### Referring expression pointing data
-*-
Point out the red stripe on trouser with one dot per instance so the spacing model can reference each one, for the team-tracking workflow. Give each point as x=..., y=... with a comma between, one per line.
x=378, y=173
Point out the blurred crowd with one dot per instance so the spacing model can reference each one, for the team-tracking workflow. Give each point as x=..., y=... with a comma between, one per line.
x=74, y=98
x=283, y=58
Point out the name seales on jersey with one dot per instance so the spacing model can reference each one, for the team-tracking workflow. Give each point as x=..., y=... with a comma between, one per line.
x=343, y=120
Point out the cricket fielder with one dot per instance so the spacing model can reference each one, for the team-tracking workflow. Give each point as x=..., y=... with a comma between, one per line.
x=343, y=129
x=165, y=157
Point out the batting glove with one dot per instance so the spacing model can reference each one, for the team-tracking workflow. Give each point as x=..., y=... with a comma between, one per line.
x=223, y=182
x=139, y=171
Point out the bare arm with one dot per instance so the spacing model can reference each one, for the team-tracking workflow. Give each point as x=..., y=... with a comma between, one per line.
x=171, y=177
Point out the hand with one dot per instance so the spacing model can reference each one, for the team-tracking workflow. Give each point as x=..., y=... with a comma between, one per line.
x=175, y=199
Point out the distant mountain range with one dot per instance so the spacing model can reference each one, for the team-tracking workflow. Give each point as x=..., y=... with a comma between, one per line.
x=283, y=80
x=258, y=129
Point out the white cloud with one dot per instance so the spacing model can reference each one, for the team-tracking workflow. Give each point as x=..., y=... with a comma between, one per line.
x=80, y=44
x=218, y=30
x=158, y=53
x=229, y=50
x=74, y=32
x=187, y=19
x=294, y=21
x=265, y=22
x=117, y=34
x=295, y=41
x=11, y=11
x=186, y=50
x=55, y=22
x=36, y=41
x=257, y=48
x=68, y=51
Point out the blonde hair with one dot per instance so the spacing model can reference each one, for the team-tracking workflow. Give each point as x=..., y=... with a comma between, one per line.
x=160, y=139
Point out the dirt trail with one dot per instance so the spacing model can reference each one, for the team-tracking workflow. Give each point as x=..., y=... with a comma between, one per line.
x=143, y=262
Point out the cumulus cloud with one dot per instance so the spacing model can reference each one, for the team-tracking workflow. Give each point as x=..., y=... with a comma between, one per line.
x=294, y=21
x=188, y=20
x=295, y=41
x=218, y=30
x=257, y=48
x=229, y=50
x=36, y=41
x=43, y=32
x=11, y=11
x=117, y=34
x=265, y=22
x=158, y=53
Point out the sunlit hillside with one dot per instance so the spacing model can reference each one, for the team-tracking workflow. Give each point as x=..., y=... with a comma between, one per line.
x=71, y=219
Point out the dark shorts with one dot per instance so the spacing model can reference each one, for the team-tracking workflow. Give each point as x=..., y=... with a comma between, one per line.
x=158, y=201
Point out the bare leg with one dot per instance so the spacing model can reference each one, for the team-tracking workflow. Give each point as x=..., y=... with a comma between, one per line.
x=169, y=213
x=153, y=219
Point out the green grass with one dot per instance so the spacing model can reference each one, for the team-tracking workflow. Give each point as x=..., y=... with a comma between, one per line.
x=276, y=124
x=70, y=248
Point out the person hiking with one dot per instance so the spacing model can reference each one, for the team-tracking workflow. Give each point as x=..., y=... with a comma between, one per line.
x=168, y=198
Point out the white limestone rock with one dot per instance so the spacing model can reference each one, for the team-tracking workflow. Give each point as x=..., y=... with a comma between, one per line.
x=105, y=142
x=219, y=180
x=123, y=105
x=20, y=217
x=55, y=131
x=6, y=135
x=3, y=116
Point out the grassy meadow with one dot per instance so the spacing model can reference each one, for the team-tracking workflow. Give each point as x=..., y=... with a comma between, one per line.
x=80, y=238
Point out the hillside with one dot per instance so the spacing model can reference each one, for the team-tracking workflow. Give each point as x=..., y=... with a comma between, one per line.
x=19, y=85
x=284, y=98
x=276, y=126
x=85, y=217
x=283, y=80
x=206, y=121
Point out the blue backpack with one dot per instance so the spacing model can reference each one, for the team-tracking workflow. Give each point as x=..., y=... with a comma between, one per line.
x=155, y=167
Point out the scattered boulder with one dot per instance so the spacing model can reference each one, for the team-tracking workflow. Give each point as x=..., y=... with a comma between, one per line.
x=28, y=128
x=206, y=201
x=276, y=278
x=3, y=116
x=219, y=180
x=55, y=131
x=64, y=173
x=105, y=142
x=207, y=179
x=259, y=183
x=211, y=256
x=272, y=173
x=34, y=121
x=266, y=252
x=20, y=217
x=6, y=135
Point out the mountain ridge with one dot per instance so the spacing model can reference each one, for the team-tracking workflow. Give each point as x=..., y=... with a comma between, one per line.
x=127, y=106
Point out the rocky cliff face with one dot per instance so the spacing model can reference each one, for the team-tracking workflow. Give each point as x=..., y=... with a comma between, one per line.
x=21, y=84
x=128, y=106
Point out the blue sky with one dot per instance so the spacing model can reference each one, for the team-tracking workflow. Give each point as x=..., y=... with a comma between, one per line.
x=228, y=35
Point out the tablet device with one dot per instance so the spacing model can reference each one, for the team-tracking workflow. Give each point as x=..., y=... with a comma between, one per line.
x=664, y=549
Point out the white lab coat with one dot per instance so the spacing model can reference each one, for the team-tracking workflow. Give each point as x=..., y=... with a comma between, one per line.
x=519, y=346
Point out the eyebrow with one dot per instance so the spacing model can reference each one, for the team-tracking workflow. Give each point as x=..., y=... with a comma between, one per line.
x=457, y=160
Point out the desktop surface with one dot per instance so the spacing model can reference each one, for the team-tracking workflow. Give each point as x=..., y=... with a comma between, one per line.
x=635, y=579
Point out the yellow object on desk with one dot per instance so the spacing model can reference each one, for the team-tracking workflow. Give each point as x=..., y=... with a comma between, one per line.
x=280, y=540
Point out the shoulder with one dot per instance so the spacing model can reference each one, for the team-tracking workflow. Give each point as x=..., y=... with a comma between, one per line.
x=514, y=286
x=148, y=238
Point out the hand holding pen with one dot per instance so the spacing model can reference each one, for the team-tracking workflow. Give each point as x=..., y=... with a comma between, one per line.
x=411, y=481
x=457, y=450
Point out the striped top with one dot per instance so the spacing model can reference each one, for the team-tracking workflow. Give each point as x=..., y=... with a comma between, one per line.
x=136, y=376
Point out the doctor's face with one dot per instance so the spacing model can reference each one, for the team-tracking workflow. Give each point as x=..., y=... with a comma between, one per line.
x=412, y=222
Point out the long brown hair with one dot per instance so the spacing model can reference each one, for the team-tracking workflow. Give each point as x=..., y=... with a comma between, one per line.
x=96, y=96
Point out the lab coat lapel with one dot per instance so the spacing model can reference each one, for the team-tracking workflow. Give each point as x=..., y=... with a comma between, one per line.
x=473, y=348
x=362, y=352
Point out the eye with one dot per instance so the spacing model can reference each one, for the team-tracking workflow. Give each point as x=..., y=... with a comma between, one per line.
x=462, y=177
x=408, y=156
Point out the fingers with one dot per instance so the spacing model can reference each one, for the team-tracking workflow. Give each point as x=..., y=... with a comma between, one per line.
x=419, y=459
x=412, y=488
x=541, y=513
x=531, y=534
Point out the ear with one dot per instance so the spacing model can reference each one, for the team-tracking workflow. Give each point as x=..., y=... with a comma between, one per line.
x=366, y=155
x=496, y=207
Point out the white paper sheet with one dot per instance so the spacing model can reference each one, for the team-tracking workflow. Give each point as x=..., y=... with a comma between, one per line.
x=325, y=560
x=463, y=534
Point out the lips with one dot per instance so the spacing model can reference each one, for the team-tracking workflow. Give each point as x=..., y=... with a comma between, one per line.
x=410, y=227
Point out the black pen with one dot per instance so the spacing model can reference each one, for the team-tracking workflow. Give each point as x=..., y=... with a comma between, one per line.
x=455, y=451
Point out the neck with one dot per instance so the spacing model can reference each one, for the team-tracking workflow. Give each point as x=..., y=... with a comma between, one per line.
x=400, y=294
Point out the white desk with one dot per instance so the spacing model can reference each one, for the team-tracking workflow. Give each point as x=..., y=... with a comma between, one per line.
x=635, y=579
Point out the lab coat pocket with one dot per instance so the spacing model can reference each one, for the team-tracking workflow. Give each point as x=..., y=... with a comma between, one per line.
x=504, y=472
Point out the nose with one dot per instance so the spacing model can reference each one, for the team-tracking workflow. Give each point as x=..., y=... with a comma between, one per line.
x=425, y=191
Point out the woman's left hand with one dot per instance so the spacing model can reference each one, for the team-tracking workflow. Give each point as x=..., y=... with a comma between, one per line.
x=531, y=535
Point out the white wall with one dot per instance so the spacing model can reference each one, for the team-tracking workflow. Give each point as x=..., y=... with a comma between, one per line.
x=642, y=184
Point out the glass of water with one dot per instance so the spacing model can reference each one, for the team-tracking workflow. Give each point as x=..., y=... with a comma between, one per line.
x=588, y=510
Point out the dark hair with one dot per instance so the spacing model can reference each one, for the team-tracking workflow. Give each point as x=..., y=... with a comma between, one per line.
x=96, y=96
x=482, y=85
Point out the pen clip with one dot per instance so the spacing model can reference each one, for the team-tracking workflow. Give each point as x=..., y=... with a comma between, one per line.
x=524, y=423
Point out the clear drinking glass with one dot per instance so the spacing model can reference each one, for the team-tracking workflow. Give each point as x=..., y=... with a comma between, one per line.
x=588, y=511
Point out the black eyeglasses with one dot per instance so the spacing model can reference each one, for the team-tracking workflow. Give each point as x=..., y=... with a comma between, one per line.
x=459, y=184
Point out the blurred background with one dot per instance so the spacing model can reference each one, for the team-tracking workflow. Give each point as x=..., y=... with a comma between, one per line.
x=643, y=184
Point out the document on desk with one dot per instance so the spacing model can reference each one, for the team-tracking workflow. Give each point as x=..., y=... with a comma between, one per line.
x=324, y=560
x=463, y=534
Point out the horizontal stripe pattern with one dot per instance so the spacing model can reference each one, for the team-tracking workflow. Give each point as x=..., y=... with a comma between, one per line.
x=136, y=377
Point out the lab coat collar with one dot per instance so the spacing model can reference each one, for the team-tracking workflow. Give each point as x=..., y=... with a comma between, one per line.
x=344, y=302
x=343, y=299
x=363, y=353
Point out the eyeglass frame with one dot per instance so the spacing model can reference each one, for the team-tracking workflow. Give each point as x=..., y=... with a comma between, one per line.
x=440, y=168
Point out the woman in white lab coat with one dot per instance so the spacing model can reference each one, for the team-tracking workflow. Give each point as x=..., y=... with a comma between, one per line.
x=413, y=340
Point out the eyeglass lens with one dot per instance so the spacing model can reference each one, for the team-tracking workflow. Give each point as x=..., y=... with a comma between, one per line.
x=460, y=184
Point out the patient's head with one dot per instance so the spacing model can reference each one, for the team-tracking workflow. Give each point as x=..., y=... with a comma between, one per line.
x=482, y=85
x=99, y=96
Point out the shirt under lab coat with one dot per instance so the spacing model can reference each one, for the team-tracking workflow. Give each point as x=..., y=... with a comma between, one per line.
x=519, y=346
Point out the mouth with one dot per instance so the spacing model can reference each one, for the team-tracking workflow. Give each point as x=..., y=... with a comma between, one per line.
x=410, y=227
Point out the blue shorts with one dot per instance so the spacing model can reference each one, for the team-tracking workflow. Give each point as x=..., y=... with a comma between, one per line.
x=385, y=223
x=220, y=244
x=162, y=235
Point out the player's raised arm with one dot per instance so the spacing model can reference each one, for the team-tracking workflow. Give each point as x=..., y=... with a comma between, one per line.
-*-
### WORK REQUIRED
Locate the line with "Point out the blue shorts" in the entries above; extract it and every line after it, verbatim.

### RESULT OF THIS EXERCISE
Point out the blue shorts with one dot per instance so the spacing model can reference each one, for the team-tracking workflow. Give each point as x=..., y=... with a comma between, one per line.
x=385, y=223
x=220, y=244
x=162, y=235
Point out the player's raised arm with one dot per instance so the spacing model can reference each one, for the team-tracking workflow. Give each point as x=..., y=... with a comma between, one per line.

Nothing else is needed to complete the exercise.